Task prompt
In the records that follow, show each line where the word "adult" is present.

The records

########

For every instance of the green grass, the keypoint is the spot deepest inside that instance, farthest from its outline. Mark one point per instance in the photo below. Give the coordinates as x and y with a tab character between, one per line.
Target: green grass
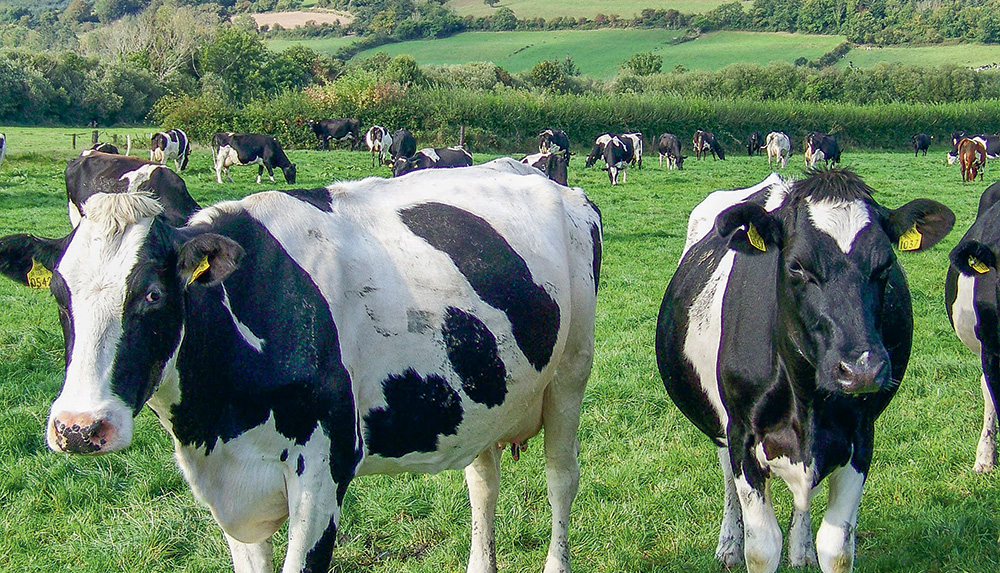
651	494
599	53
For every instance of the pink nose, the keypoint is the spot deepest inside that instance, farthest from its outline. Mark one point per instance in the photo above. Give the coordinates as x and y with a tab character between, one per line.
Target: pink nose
81	433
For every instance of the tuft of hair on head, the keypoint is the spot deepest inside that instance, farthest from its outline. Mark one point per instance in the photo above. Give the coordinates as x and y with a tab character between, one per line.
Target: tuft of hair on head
114	212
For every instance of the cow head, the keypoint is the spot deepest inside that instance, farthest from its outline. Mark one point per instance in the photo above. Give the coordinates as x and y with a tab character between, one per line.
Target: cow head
836	274
119	280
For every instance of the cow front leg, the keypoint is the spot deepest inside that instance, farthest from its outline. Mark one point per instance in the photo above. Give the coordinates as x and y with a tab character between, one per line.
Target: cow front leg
835	538
251	557
986	451
483	478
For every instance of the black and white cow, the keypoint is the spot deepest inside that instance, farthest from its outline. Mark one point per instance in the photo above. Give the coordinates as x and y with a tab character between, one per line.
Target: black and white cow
669	145
348	128
250	149
172	144
971	298
410	325
403	145
378	140
432	158
553	141
97	172
920	142
782	336
555	166
755	142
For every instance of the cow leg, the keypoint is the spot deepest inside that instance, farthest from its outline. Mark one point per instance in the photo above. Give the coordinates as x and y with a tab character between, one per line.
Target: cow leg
986	451
835	538
483	479
730	548
251	557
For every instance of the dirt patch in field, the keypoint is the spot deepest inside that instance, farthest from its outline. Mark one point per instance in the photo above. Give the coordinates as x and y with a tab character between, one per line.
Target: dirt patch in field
298	18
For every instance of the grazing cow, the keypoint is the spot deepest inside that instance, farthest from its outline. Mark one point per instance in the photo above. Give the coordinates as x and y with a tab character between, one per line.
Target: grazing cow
754	143
669	145
821	147
248	149
971	300
972	157
378	140
704	143
555	166
779	147
431	158
553	141
921	142
98	172
348	128
403	145
782	336
172	144
416	324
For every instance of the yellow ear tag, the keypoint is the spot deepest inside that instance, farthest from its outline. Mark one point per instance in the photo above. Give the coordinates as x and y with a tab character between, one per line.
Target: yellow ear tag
755	239
910	240
199	270
978	266
39	276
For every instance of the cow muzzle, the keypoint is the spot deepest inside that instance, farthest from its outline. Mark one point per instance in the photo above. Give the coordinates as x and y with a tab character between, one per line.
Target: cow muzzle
863	376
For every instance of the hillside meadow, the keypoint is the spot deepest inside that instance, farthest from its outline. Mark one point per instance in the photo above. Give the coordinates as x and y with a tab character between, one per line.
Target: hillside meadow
651	489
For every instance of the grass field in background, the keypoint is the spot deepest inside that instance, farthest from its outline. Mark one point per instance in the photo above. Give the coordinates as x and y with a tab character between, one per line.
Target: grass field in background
651	489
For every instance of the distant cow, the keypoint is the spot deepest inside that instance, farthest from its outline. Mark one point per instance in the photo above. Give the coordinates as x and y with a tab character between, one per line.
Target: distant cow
403	145
668	145
555	166
348	128
782	336
921	142
754	143
249	149
172	144
553	141
379	141
431	158
971	298
972	158
821	147
779	147
291	341
98	172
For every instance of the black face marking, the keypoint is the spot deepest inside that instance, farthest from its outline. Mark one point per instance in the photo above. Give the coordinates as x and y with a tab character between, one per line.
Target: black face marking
495	271
472	350
318	197
417	411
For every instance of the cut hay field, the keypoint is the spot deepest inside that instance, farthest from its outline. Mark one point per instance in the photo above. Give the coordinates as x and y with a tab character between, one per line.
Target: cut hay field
651	489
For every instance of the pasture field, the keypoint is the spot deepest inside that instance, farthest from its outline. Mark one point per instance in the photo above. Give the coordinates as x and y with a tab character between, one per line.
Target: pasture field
651	490
599	53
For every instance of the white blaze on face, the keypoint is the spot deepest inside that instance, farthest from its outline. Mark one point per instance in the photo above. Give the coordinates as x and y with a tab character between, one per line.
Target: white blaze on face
842	220
95	267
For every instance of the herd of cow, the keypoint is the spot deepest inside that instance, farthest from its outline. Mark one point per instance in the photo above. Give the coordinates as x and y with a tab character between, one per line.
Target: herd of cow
416	323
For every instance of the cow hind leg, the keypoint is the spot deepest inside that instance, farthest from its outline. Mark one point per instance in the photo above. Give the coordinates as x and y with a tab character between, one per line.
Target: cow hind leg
483	479
986	451
836	536
251	557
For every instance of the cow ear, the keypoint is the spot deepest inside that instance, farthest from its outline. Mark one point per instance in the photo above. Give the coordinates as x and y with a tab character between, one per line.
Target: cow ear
919	224
750	228
973	258
208	259
30	260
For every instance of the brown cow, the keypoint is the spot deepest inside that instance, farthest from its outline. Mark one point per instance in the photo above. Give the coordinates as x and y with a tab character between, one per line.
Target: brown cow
972	157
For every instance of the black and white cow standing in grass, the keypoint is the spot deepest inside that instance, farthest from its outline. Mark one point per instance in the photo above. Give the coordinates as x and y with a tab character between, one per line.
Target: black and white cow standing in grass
230	149
971	298
410	325
782	336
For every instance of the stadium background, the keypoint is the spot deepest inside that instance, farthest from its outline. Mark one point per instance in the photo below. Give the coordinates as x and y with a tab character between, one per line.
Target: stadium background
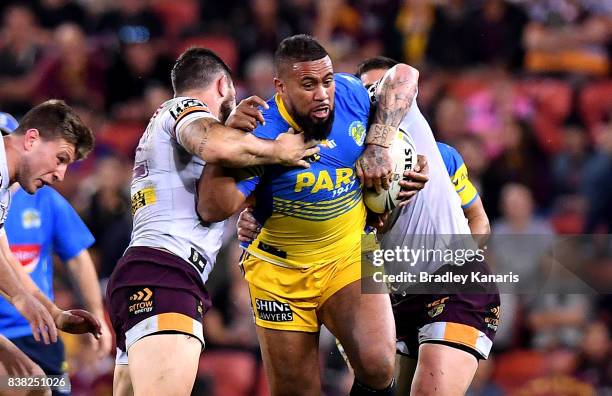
522	89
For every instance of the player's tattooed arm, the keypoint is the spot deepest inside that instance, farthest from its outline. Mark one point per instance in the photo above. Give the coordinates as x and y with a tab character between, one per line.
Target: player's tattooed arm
394	96
215	143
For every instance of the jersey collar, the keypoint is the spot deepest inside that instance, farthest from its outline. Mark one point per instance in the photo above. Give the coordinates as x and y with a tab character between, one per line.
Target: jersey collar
285	114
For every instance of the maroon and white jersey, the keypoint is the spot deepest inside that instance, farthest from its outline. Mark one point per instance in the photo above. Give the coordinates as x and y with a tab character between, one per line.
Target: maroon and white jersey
164	189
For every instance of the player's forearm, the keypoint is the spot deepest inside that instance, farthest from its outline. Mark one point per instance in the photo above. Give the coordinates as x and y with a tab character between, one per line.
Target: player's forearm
24	282
248	150
395	95
84	273
217	144
218	195
11	283
478	222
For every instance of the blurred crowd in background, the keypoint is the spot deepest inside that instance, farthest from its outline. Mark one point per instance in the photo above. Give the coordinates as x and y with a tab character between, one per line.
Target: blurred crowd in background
522	88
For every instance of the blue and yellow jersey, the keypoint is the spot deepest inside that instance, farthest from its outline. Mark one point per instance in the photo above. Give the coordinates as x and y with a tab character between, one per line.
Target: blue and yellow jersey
458	173
312	216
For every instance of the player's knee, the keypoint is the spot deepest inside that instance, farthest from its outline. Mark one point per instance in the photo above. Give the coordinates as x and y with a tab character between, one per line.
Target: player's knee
376	366
425	386
35	369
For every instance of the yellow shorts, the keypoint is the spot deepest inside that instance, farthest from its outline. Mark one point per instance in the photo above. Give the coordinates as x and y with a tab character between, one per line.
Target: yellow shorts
288	298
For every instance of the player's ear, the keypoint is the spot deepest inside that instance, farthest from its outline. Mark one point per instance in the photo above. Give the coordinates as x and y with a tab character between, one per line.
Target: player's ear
222	85
279	85
30	137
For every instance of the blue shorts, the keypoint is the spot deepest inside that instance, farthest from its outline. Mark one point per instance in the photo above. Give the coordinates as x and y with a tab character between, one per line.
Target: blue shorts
50	358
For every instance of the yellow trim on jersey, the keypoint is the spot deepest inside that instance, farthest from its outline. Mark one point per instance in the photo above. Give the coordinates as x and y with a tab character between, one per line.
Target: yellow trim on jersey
466	190
291	241
285	114
314	216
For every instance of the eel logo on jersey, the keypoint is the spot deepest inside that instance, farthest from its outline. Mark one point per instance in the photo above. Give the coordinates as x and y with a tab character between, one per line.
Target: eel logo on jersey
143	197
357	132
273	311
141	301
437	307
177	110
27	254
30	218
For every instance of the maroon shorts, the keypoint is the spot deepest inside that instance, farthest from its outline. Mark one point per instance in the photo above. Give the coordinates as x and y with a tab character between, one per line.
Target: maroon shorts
464	320
153	291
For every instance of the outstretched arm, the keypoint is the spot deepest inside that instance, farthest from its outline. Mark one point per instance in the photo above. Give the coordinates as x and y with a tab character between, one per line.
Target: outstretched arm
218	194
394	96
218	144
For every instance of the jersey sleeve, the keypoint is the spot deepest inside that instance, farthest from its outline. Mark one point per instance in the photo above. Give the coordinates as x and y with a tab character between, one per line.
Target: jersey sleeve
274	123
352	90
459	174
70	234
247	179
184	112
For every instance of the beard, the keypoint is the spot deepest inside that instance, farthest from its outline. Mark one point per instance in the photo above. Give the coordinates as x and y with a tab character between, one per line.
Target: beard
25	178
225	109
315	130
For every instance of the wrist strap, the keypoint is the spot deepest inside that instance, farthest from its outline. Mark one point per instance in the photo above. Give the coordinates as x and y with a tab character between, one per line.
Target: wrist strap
381	135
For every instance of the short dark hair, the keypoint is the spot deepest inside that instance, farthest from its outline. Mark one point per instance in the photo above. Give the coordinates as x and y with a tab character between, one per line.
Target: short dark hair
196	68
377	62
298	48
54	119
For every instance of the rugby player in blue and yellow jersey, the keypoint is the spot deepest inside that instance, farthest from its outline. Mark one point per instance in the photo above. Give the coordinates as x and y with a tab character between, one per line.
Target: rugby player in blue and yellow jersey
303	269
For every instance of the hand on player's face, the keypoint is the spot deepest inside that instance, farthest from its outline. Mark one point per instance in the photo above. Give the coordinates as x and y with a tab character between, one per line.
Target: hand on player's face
414	181
247	227
247	115
309	90
371	76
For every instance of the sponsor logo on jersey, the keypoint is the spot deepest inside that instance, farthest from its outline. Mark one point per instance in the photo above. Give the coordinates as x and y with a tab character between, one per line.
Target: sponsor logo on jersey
30	218
357	132
197	260
141	301
27	254
143	197
3	211
141	170
273	311
323	180
436	307
492	319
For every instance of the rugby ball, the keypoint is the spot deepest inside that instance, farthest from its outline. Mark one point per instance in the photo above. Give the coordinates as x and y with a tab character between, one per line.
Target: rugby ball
404	157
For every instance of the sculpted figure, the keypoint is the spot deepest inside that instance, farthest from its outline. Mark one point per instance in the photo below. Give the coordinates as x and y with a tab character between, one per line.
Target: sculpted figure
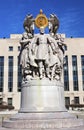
41	51
24	54
42	54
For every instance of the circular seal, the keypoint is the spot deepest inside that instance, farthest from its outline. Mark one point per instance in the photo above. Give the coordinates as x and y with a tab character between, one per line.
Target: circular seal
41	20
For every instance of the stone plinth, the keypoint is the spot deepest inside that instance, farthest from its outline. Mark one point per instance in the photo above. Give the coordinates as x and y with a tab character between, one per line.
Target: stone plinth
42	96
42	107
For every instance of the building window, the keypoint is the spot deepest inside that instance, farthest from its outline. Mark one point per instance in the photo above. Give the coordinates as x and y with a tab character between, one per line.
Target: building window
67	102
66	75
1	73
10	101
75	73
19	76
76	100
82	67
10	73
10	48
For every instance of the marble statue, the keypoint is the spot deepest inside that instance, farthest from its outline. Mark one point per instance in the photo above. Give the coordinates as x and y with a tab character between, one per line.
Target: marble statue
42	91
42	54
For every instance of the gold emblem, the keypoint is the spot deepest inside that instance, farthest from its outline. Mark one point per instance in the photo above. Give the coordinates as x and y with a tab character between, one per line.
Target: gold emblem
41	20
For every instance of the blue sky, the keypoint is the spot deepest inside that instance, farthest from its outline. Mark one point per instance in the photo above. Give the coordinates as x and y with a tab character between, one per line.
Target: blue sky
69	12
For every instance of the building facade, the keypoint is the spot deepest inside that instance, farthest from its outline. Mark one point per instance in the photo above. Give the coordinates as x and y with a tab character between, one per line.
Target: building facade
10	72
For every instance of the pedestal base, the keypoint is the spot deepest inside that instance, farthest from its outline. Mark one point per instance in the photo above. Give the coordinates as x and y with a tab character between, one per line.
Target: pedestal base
42	107
38	121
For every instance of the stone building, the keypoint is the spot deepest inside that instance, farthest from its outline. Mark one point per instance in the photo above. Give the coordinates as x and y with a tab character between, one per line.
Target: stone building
10	73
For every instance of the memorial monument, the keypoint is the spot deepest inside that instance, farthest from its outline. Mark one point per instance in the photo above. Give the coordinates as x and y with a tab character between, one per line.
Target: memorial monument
42	95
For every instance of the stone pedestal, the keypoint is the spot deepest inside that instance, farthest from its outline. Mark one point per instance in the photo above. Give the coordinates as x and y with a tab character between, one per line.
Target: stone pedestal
42	96
42	107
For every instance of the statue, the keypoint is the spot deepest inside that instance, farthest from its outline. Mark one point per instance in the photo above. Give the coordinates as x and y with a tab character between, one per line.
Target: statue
42	54
42	92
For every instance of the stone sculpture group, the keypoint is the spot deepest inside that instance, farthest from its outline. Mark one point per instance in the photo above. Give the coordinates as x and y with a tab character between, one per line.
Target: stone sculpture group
41	54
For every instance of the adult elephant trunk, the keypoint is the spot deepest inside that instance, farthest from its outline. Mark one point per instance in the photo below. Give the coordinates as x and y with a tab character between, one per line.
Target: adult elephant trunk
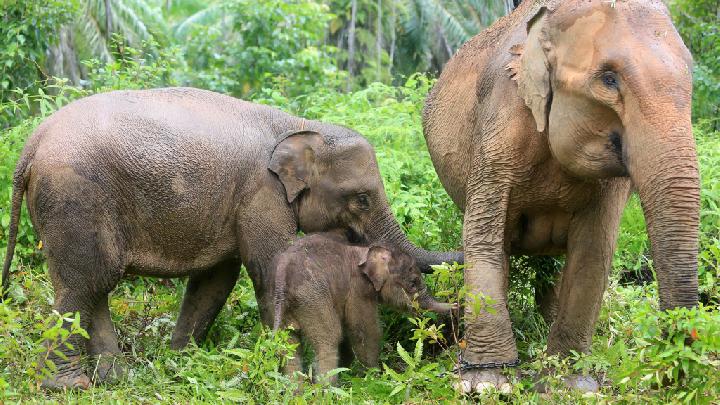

########

Completed task
For every instance of the adult elephant trunk, the keypoint is the spot deepest inside that instance, farthest from its outline. Mark one point per instance in the photo below. Give the coordinates as x and y with a tab character between, one per line.
Target: adult elephant trunk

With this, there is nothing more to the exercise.